### [Exercise requirements]
Retype the records that come next, word for word.

### [Saved entries]
▶

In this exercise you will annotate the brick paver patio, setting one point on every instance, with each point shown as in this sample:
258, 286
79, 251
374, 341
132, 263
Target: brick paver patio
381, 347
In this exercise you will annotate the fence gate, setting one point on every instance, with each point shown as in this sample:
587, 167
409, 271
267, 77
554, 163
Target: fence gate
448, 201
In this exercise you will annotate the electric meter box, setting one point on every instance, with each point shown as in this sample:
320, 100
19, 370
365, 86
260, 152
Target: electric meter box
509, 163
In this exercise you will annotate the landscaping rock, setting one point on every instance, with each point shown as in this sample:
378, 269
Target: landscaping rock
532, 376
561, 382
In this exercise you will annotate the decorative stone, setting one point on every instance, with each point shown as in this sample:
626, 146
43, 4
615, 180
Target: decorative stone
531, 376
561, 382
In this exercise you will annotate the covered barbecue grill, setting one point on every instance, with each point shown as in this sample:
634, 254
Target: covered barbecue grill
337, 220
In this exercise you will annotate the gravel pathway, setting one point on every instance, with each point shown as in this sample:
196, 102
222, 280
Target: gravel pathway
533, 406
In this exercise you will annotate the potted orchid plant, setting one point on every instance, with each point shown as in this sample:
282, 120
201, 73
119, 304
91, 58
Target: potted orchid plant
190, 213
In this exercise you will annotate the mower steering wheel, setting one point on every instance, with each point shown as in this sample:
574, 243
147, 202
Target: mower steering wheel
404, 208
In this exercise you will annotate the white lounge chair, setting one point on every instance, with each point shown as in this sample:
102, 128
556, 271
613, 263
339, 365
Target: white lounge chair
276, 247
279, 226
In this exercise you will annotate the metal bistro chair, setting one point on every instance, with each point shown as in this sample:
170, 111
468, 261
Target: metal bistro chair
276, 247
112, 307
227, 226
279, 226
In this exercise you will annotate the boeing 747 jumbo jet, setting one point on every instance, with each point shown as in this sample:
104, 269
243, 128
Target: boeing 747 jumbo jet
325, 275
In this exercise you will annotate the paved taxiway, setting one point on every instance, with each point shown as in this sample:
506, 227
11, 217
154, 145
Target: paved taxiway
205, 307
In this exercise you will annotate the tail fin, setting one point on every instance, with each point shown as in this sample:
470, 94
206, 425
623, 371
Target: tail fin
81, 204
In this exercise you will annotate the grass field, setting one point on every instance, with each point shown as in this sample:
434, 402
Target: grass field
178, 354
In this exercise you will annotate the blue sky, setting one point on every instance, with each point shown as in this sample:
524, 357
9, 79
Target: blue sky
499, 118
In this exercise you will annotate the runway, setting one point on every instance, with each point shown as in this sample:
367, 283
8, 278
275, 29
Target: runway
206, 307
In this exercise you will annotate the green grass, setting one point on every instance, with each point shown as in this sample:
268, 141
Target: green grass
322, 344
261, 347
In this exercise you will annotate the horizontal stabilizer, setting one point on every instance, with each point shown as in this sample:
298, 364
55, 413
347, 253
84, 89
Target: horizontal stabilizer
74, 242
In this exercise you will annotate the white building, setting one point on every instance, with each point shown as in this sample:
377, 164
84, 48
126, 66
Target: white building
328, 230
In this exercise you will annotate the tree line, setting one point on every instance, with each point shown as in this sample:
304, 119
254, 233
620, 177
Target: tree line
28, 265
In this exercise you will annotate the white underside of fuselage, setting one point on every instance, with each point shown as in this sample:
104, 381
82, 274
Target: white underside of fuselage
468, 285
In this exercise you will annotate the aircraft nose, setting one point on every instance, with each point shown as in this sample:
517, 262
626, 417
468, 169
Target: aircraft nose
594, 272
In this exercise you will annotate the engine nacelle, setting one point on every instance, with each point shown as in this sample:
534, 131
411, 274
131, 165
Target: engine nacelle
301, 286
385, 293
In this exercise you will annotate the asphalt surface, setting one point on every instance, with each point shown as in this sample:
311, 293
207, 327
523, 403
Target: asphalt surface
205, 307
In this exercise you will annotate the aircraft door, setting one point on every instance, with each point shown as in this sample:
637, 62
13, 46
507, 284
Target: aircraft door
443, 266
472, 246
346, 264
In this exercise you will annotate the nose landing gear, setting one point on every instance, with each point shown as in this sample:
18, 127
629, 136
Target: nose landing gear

◀

### [Answer to this exercise]
In this exercise you will annotate the brick paver patio, setting one point on every instance, with each point shown as in this sample:
258, 286
79, 251
374, 341
132, 263
Target: brick paver patio
381, 347
In this exercise you will annotate the fence gate, setting one point on every instance, with each point shown as in this sample:
587, 167
409, 271
267, 77
554, 163
Target: fence gate
448, 201
In this exercise you will annotate the electric meter box, setting one point on every instance, with each point shown as in this sample:
320, 100
19, 370
365, 86
260, 152
Target: electric meter box
509, 163
In this exercise you will annotate the landscaping rock, setting one point on every instance, with each point shown as in this sample:
378, 269
Target: landscaping rock
532, 376
561, 382
In this exercise you will annotate the decorative stone, setting one point on every instance, with each point shown as in this sample:
626, 146
43, 4
615, 180
Target: decorative stone
531, 376
561, 382
In this exercise you will annotate the covered barbecue grill, setting one point on every instance, with each point shown as in this sample:
634, 254
Target: covered barbecue grill
337, 220
In this exercise you will annotate the gravel pathway, setting one point on every instance, with each point shown as in this sample:
196, 102
222, 280
Target: gravel pathway
533, 406
In this exercise you will annotate the potted orchid plant, setting one point on every instance, with each point shown as in this sample:
282, 120
201, 73
119, 304
91, 58
Target: potted orchid plant
190, 213
In this exercise you will annotate the mower steering wheel, setting one point on every instance, with each point shown as in this sample:
574, 243
147, 202
Target: mower steering wheel
404, 208
In this exercise you will annotate the white lounge chair, setting one point on every instance, with each point shown as in this sample:
102, 128
556, 271
613, 263
339, 365
Target: white lounge chair
276, 247
279, 226
In this exercise you will annotate the metal bistro chair, setting one point on every instance, with each point shown as in this sample:
170, 111
468, 261
Target: metal bistro chair
276, 247
112, 307
227, 226
279, 226
In this exercise you will annotate the boeing 747 jumbo jet, setting one point on every instance, with each point shown as in this sample:
104, 269
243, 128
Target: boeing 747 jumbo jet
325, 275
In this exercise you will annotate the paved taxiway, setting one point on every instance, with each point shown as in this sample:
506, 227
11, 217
154, 145
Target: paved taxiway
205, 307
In this exercise you will annotate the tail fin, setting one point on every instance, with each point shown as in this sample:
470, 94
206, 425
623, 371
Target: tail fin
81, 204
In this exercise you will annotate the grass field, setting one point on every instance, with each point shown as in this sample:
434, 402
Target: grass field
178, 354
In this exercise you will annotate the blue sky, setting one point on every instance, with each point shown as in this sample:
524, 357
9, 79
Target: blue sky
499, 118
In this exercise you will annotate the runway, setting one point on every instance, with each point shown as in this sample:
367, 283
8, 278
275, 29
Target: runway
206, 307
In this exercise you will annotate the green grass, setting one point on every instance, with each point shown as in this sample:
268, 141
Target: green grass
322, 344
261, 347
In this exercise you will annotate the horizontal stabilizer, setting one point on every instance, with each point shown as in this sample:
298, 364
55, 413
347, 253
84, 89
Target: horizontal stabilizer
74, 242
In this exercise you will annotate the white building, setting one point on every instance, with each point shown as in this sample:
377, 164
84, 48
126, 66
Target: white building
328, 230
In this exercise you will annotate the tree line, setting one point on every instance, with each point shown as in this sample:
304, 119
254, 233
620, 177
Target: tree line
28, 265
In this exercise you will annotate the white underside of fuselage, setting one point on every instance, with each point shown as in this sample:
104, 381
82, 274
Target: white underside of fuselage
468, 285
In this exercise you will annotate the aircraft nose, setting one point on every instance, with each point shown as in this sample:
517, 262
626, 417
468, 169
Target: aircraft nose
594, 272
In this exercise you will annotate the engine nacelle, setting one point on every instance, with each point shown as in this sample:
534, 131
411, 274
131, 165
Target: engine nacelle
301, 286
385, 293
In this exercise you will annotate the asphalt surface, setting one point on every instance, with each point shown as in this sample:
311, 293
207, 327
523, 403
Target: asphalt surface
205, 307
In this exercise you will annotate the aircraft door, setting one point on every instance, with each point shown as in this sample:
637, 62
13, 46
507, 284
Target: aircraft door
443, 266
472, 246
346, 264
In this exercise you will annotate the nose landing gear, setting one point on every instance, with each point shown as in this sample:
18, 127
629, 136
Target: nose landing gear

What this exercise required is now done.